▶ **TASK OBJECTIVE**
Report how many lines of the records below contain the string "gable", treating uppercase and lowercase letters as distinct, and give only the number.

(Annotated coordinate records)
#####

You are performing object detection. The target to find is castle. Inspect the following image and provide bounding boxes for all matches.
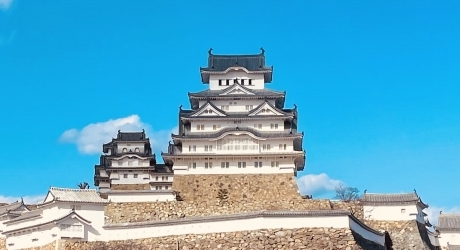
[0,49,460,250]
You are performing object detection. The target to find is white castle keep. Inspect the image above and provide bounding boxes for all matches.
[0,49,460,250]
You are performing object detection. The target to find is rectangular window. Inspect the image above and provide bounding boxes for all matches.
[70,205,81,210]
[271,161,280,168]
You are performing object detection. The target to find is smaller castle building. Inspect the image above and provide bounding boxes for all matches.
[94,130,174,202]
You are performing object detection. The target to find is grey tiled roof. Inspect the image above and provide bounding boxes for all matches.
[116,130,148,141]
[200,48,273,83]
[48,187,107,203]
[437,214,460,232]
[361,192,428,208]
[5,210,43,224]
[171,126,303,139]
[447,245,460,250]
[0,201,24,215]
[188,86,286,99]
[362,193,419,203]
[179,101,296,119]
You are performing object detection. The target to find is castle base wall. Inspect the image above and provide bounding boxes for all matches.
[59,228,384,250]
[110,183,151,190]
[365,220,439,250]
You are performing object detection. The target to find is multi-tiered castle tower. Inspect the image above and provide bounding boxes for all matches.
[162,49,305,175]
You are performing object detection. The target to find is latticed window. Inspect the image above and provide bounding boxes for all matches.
[59,224,83,232]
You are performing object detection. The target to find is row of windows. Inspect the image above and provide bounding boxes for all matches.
[219,78,252,86]
[188,144,287,152]
[189,161,279,169]
[122,148,140,153]
[117,161,144,166]
[196,121,279,130]
[118,174,168,181]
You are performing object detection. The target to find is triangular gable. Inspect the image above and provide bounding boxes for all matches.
[248,101,286,116]
[43,191,54,203]
[219,83,255,95]
[191,102,227,117]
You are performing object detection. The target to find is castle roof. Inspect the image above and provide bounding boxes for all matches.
[436,214,460,232]
[188,86,286,109]
[361,192,428,208]
[171,126,303,140]
[40,187,107,205]
[200,48,273,83]
[0,199,28,215]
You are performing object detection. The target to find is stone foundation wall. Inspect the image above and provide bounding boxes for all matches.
[331,201,364,220]
[364,220,436,250]
[110,183,150,190]
[105,199,331,224]
[0,238,6,250]
[105,174,331,224]
[173,174,302,204]
[59,228,383,250]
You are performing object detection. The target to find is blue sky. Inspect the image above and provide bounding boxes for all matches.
[0,0,460,222]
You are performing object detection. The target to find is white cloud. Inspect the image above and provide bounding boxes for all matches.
[297,173,343,195]
[0,195,46,204]
[59,115,177,154]
[0,0,13,10]
[425,206,460,225]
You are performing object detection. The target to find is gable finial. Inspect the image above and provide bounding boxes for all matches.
[260,47,265,55]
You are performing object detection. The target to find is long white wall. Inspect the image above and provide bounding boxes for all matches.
[190,119,289,134]
[363,204,424,223]
[116,142,144,153]
[104,216,349,240]
[108,193,176,202]
[209,69,265,90]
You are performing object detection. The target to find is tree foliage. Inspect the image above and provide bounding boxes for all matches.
[334,184,361,202]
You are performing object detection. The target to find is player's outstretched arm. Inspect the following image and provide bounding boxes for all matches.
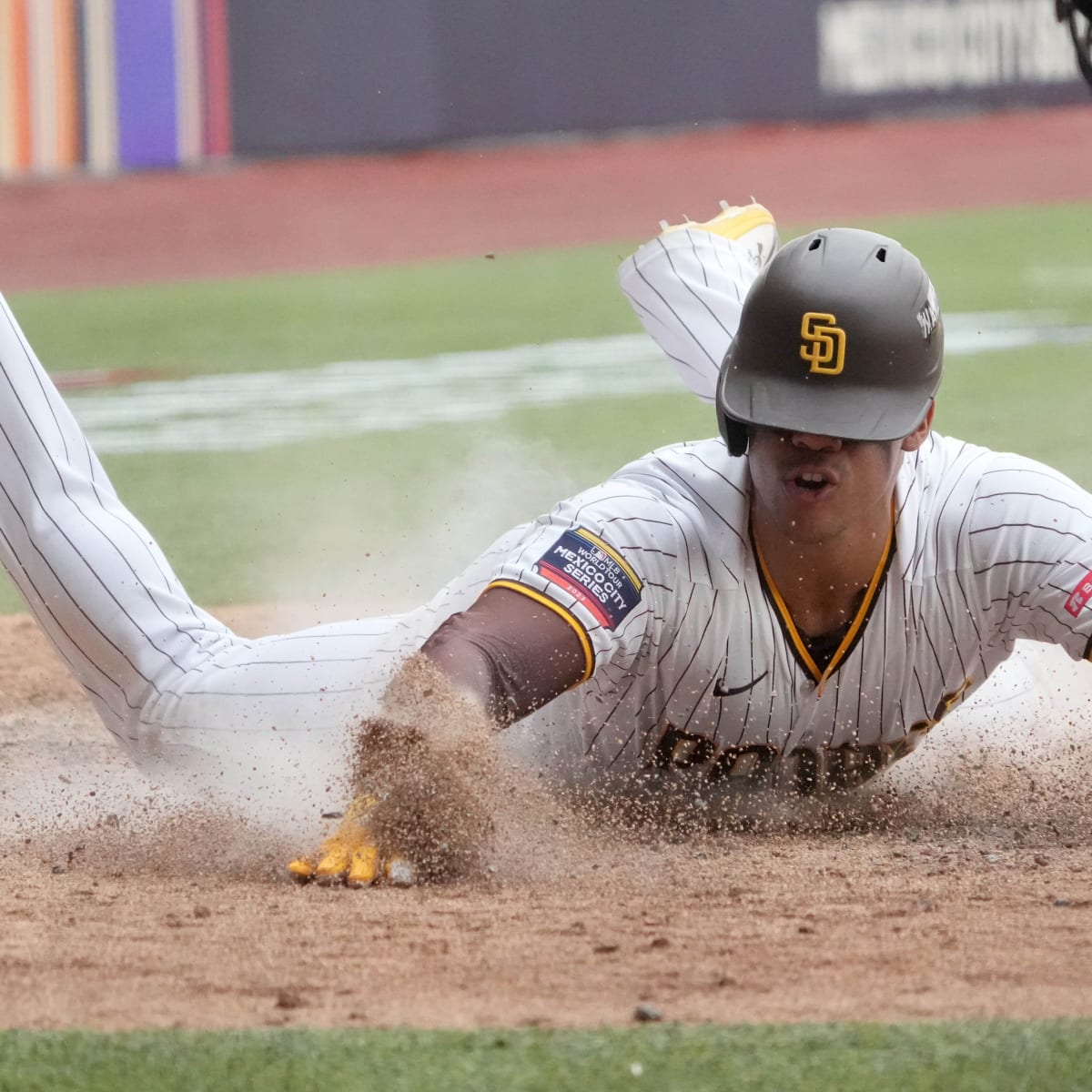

#####

▶ **TASK RESULT**
2